• TASK INSTRUCTIONS:
For this exercise, set down all the records exactly as given.
DATA UNDER STUDY below:
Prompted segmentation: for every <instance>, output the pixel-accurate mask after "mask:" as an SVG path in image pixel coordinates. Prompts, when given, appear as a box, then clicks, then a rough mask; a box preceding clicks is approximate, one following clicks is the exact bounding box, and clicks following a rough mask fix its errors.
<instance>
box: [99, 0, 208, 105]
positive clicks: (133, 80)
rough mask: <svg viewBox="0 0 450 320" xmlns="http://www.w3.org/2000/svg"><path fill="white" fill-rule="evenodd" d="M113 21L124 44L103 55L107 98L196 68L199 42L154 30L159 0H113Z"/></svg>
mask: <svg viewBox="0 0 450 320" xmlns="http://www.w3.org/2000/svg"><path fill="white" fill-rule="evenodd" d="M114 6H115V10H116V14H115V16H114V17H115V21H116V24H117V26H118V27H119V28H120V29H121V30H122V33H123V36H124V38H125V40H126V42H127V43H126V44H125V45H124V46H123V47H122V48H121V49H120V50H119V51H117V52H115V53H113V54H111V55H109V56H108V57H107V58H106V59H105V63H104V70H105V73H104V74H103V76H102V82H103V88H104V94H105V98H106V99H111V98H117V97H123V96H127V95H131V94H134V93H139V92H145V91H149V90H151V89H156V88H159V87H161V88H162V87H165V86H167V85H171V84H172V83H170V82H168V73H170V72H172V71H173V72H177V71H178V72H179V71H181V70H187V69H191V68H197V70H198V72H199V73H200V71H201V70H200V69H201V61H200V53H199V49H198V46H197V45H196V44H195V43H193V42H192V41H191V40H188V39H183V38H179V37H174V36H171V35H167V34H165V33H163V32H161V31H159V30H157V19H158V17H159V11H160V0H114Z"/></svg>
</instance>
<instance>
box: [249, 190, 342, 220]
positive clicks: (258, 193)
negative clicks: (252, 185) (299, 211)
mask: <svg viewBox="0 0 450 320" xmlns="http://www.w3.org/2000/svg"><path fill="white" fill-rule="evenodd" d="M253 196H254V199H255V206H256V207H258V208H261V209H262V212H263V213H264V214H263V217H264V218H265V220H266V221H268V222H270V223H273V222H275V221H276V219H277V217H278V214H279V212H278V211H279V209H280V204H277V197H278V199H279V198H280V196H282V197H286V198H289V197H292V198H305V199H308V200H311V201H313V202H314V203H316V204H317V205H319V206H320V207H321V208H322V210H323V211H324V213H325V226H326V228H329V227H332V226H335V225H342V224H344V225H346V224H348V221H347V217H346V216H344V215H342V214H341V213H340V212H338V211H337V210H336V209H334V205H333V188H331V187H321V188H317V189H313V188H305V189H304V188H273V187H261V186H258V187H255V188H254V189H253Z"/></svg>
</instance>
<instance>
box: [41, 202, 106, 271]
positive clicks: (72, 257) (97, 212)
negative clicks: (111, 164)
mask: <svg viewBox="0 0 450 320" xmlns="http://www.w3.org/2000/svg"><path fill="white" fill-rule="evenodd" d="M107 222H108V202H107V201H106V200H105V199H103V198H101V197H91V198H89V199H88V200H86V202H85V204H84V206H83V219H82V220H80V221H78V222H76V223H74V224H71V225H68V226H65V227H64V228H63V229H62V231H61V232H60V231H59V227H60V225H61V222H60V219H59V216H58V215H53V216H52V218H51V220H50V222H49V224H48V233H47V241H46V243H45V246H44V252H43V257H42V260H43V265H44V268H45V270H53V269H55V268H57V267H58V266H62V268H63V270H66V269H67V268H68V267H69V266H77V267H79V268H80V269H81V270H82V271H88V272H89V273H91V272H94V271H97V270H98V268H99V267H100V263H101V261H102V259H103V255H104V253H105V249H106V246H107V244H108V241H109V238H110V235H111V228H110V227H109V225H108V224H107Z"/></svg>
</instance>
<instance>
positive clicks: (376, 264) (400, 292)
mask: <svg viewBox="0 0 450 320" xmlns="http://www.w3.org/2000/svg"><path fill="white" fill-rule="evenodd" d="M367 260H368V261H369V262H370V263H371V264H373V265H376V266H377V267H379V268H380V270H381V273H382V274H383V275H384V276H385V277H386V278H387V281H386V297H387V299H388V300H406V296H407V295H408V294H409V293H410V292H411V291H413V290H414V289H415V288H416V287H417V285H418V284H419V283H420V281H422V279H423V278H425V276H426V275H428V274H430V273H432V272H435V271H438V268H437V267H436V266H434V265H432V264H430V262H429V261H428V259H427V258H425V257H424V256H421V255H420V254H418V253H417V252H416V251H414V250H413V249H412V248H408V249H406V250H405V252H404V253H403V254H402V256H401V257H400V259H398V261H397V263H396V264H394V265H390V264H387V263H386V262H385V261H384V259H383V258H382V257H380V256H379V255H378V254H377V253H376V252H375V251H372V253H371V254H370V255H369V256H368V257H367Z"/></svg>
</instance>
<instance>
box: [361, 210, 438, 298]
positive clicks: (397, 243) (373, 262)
End of DATA UNDER STUDY.
• RESPONSE AREA:
Prompted segmentation: for every <instance>, output the pixel-accurate mask after "mask:" as an SVG path in image pixel coordinates. Prompts, when given, appear as a box, then clicks, then a rough mask; a box preceding clicks is approximate, one following clicks is the exact bounding box, and clicks following a rough mask fix its errors.
<instance>
box: [99, 0, 208, 105]
positive clicks: (133, 80)
rough mask: <svg viewBox="0 0 450 320" xmlns="http://www.w3.org/2000/svg"><path fill="white" fill-rule="evenodd" d="M113 21L124 44L103 55L107 98L196 68L199 42L154 30L159 0H113Z"/></svg>
mask: <svg viewBox="0 0 450 320" xmlns="http://www.w3.org/2000/svg"><path fill="white" fill-rule="evenodd" d="M114 6H115V10H116V14H115V16H114V17H115V21H116V24H117V26H118V27H119V28H120V29H121V30H122V33H123V36H124V38H125V40H126V42H127V43H126V44H125V45H124V46H123V47H122V48H121V49H120V50H119V51H117V52H115V53H113V54H111V55H109V56H108V57H107V58H106V59H105V63H104V70H105V73H104V74H103V76H102V82H103V88H104V94H105V98H106V99H111V98H117V97H123V96H127V95H131V94H134V93H139V92H145V91H149V90H151V89H156V88H159V87H161V88H162V87H165V86H167V85H171V84H172V83H170V82H168V73H170V72H172V71H173V72H177V71H178V72H179V71H181V70H187V69H191V68H197V70H198V72H199V73H200V71H201V70H200V69H201V61H200V53H199V49H198V46H197V45H196V44H195V43H193V42H192V41H191V40H188V39H183V38H179V37H174V36H171V35H167V34H165V33H163V32H161V31H159V30H157V19H158V17H159V11H160V0H114Z"/></svg>
</instance>
<instance>
box: [249, 190, 342, 220]
positive clicks: (258, 193)
negative clicks: (252, 185) (299, 211)
mask: <svg viewBox="0 0 450 320" xmlns="http://www.w3.org/2000/svg"><path fill="white" fill-rule="evenodd" d="M253 196H254V199H255V206H256V207H258V208H261V209H262V212H263V213H264V214H263V217H264V218H265V220H266V221H268V222H270V223H273V222H275V221H276V219H277V217H278V214H279V212H278V211H279V209H280V204H277V197H278V199H279V198H280V196H282V197H286V198H289V197H292V198H305V199H308V200H311V201H313V202H314V203H316V204H317V205H319V206H320V207H321V208H322V210H323V211H324V213H325V226H326V228H329V227H332V226H335V225H342V224H344V225H346V224H348V221H347V217H346V216H344V215H342V214H341V213H340V212H338V211H337V210H336V209H334V205H333V188H331V187H321V188H317V189H313V188H305V189H304V188H273V187H261V186H258V187H255V188H254V189H253Z"/></svg>
</instance>
<instance>
box: [41, 202, 106, 271]
positive clicks: (72, 257) (97, 212)
negative clicks: (111, 164)
mask: <svg viewBox="0 0 450 320" xmlns="http://www.w3.org/2000/svg"><path fill="white" fill-rule="evenodd" d="M107 222H108V202H107V201H106V200H105V199H103V198H101V197H91V198H89V199H88V200H86V202H85V204H84V206H83V219H82V220H80V221H78V222H76V223H74V224H71V225H68V226H65V227H64V228H63V229H62V231H61V232H60V231H59V227H60V225H61V222H60V219H59V216H58V215H53V216H52V218H51V220H50V222H49V224H48V233H47V241H46V243H45V246H44V252H43V257H42V260H43V265H44V268H45V270H53V269H55V268H57V267H58V266H62V268H63V270H66V269H67V268H68V267H69V266H77V267H79V268H80V269H81V270H82V271H88V272H89V273H91V272H94V271H97V270H98V268H99V267H100V263H101V261H102V259H103V255H104V253H105V249H106V246H107V244H108V241H109V238H110V235H111V228H110V227H109V225H108V224H107Z"/></svg>
</instance>
<instance>
positive clicks: (376, 264) (400, 292)
mask: <svg viewBox="0 0 450 320" xmlns="http://www.w3.org/2000/svg"><path fill="white" fill-rule="evenodd" d="M367 260H368V261H369V262H370V263H371V264H373V265H376V266H377V267H379V268H380V270H381V273H382V274H383V275H384V276H385V277H386V278H387V281H386V297H387V299H388V300H406V296H407V295H408V294H409V293H410V292H411V291H413V290H414V289H415V288H416V287H417V285H418V284H419V283H420V281H422V279H423V278H425V276H426V275H428V274H430V273H432V272H435V271H438V268H437V267H436V266H434V265H432V264H430V262H429V261H428V259H427V258H425V257H424V256H421V255H420V254H418V253H417V252H416V251H414V250H413V249H412V248H408V249H406V250H405V252H404V253H403V254H402V256H401V257H400V259H398V261H397V263H396V264H394V265H390V264H387V263H386V262H385V261H384V259H383V258H382V257H380V256H379V255H378V254H377V253H376V252H375V251H372V253H371V254H370V255H369V256H368V257H367Z"/></svg>
</instance>
<instance>
box: [361, 210, 438, 298]
positive clicks: (397, 243) (373, 262)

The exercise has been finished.